_Entries taken from a collection_:
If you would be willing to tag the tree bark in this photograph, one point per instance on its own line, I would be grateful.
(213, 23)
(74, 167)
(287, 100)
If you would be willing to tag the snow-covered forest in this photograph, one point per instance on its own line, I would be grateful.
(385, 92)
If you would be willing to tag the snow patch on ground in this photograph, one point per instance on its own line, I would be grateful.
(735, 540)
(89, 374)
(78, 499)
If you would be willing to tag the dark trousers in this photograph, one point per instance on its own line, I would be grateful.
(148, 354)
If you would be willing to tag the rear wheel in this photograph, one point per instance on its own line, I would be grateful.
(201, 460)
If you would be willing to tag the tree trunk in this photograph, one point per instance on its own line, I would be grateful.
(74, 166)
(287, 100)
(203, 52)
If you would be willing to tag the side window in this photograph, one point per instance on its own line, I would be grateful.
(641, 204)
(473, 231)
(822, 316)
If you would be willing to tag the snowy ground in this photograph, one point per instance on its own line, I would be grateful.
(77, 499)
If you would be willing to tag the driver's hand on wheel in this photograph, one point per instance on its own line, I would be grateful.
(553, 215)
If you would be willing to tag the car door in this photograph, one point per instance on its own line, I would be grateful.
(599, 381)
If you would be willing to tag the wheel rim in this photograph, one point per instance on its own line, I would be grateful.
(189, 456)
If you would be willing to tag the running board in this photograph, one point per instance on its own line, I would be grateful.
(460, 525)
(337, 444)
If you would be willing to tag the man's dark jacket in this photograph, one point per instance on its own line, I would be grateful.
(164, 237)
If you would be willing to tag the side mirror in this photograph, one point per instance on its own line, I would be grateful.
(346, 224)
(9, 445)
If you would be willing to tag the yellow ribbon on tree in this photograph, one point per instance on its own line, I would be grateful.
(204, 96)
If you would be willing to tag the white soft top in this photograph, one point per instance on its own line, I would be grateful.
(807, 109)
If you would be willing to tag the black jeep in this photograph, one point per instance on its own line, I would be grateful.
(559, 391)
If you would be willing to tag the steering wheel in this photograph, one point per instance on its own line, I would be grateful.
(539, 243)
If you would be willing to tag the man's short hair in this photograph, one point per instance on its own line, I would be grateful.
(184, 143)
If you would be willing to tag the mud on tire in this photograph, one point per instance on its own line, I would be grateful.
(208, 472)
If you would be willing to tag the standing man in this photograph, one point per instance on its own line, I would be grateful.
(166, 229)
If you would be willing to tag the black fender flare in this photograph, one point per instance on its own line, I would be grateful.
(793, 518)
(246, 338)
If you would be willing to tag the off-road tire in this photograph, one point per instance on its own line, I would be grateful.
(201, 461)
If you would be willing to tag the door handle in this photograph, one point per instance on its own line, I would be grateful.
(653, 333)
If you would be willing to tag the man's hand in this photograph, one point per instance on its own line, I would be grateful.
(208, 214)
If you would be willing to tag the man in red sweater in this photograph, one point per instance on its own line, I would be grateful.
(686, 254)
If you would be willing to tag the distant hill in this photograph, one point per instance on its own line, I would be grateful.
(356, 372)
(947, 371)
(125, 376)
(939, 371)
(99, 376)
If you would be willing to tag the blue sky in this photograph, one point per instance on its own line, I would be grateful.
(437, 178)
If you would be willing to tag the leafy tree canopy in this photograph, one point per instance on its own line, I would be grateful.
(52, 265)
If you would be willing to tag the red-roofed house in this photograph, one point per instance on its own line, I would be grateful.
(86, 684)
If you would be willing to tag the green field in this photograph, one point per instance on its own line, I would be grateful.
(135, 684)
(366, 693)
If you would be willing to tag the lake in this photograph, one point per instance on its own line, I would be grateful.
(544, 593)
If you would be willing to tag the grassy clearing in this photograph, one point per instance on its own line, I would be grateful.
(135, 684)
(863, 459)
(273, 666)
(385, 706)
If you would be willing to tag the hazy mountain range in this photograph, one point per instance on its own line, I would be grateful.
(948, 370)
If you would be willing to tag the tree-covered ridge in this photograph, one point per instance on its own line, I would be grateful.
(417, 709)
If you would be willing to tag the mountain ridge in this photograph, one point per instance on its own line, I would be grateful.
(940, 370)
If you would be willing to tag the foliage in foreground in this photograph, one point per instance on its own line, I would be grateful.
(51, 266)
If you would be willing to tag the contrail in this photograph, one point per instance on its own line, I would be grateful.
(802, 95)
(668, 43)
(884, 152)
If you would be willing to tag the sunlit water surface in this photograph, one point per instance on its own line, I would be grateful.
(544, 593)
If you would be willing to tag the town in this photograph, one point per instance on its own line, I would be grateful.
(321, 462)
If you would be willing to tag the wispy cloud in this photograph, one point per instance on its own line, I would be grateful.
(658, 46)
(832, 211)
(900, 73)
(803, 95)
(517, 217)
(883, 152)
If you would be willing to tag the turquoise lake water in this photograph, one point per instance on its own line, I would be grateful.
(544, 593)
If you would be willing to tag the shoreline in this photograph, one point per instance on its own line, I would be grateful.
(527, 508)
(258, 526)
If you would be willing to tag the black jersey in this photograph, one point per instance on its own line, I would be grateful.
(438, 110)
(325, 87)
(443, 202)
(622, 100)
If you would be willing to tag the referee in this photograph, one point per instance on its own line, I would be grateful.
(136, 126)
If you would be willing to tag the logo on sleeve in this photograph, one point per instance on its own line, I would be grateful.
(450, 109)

_HOW TO COMPLETE THIS TASK_: All of the data must be written out again, exactly as it stands.

_RESPONSE TO THIS TASK_:
If you would be willing to tag the tree bark in this photograph, one point per instance on its own line, I would be grateful.
(213, 23)
(74, 167)
(287, 100)
If you would be willing to tag the snow-covered forest in this photograph, one point per instance on its own line, I would be grateful.
(385, 92)
If you would be willing to tag the snow patch on ground in this photograph, one point per instance on its own line, I would be grateful.
(735, 540)
(89, 374)
(78, 499)
If you would be willing to tag the dark trousers in this photograph, one point per instance on its own line, I would be grateful.
(148, 354)
If you would be willing to tag the rear wheel in this photograph, one point per instance on its own line, I would be grateful.
(201, 460)
If you would be willing to tag the tree trunk in this photograph, one point per instance on its own line, I would be grateful.
(74, 166)
(287, 100)
(203, 52)
If you would be willing to tag the side window in this photograph, one point per instance on its own line, I would be grateful.
(641, 204)
(473, 231)
(822, 316)
If you would be willing to tag the snowy ground in this photograph, one point per instance on its own line, I would be grateful.
(77, 499)
If you would be willing to tag the driver's hand on wheel in this photograph, one point per instance on its own line, I would be grateful.
(553, 215)
If you would be willing to tag the car door in this photograph, one point per instance on its own line, I would be grateful.
(599, 381)
If you would be willing to tag the wheel rim in this photograph, one point per instance on its own line, I would be grateful.
(189, 456)
If you would be willing to tag the running board in this photograph, one point per instance on its own line, I would be grateful.
(460, 525)
(337, 444)
If you would be willing to tag the man's dark jacket in this photograph, one point per instance on its own line, I would be grateful.
(164, 237)
If you would be willing to tag the side mirror in this photograph, one point per instance on its own line, I would be grateful.
(346, 224)
(9, 445)
If you would be willing to tag the yellow ribbon on tree in this photograph, one point per instance on its own line, I would be grateful.
(204, 96)
If you would be willing to tag the white soft top in this photograph, one point per instance on its own line, I would be grateful.
(807, 109)
If you would be willing to tag the black jeep in this photograph, one point per instance on its own line, I would be grateful.
(559, 391)
If you would be willing to tag the steering wheel in this photograph, one point per instance on its own line, I would be grateful.
(539, 243)
If you would be willing to tag the man's short hair in this photograph, one point per instance on its own line, I would be grateful.
(184, 143)
If you would be willing to tag the mud on tire in this photograph, one point per instance on its own line, I would be grateful.
(208, 472)
If you would be willing to tag the standing man in this photograph, one point per instance on its own line, I would be grateful.
(166, 229)
If you would be willing to tag the black fender flare in this photograph, one point per instance on its own line, I would be grateful.
(793, 518)
(246, 338)
If you would be willing to tag the off-road tire in this photograph, one point per instance on its own line, I would be grateful.
(201, 461)
If you would be willing to tag the door handle in this photograph, one point per instance on its own line, I would be grateful.
(653, 333)
If you would be willing to tag the man's hand in this photograph, one point per instance on its own line, I would be grateful.
(208, 214)
If you would be willing to tag the man in red sweater in this photograph, one point per instance on its own line, I would be grateful.
(686, 254)
If you would be willing to tag the distant hill in this photograph, one point per instance on its own line, I would be grateful.
(356, 372)
(947, 371)
(125, 376)
(939, 371)
(99, 376)
If you would be willing to tag the blue sky in this photograph, one point per instance on its own line, I would be grateful.
(437, 178)
If you would be willing to tag the leafy tree canopy in this photograph, one point per instance on its own line, I would be grateful.
(52, 265)
If you would be willing to tag the red-roofed house in this photograph, one point per instance on its own line, I would be grateful.
(86, 684)
If you would be willing to tag the green field in this photograph, one point per instance on its own line, I would be grateful.
(135, 684)
(366, 693)
If you would be willing to tag the lake in this photograph, one point per instance on its own line, I would be grateful.
(544, 593)
If you would be willing to tag the grassy clearing in this photograph, one point per instance on its own line, I would be grateful.
(135, 684)
(863, 459)
(273, 666)
(385, 706)
If you would be willing to tag the hazy mountain range in this photograph, one point per instance on its own line, I would be grateful.
(948, 370)
If you would be willing to tag the tree-covered ridge in this photograph, one point per instance on its own line, I would be grateful.
(417, 709)
If you would be willing to tag the mountain ridge in this photograph, one point per instance on its own line, I would be grateful.
(940, 370)
If you would be willing to tag the foliage in foreground in this photograph, one point per instance on its own line, I would be grateful.
(51, 266)
If you would be willing to tag the contrail in this photograph, one point per instance on its own line, I would be grateful.
(802, 95)
(668, 43)
(884, 152)
If you would be willing to tag the sunlit water surface in this photograph, one point per instance on its own line, I would be grateful.
(544, 593)
If you would be willing to tag the town in this photograph, one point per instance on its own line, I would be grateful.
(321, 462)
If you would be willing to tag the wispy cloud in this photograph, one point per instance on its own line, I would be grateful.
(658, 46)
(832, 211)
(900, 73)
(803, 95)
(517, 217)
(883, 152)
If you would be willing to tag the turquoise lake water in this photograph, one point per instance on its own line, I would be grateful.
(544, 593)
If you would be willing to tag the shoreline in this photograph, one point per instance on its own line, I would be grateful.
(527, 508)
(258, 526)
If you would be willing to tag the black jersey in this photograph, one point per instance on its own line, I would be grateful.
(438, 110)
(325, 87)
(443, 202)
(622, 100)
If you would be willing to tag the referee in this photograph, one point per instance on its own line, I would be grateful.
(136, 126)
If you would be willing to tag the logo on sleeve in this photograph, one point per instance on its own line, I would be grateful.
(450, 109)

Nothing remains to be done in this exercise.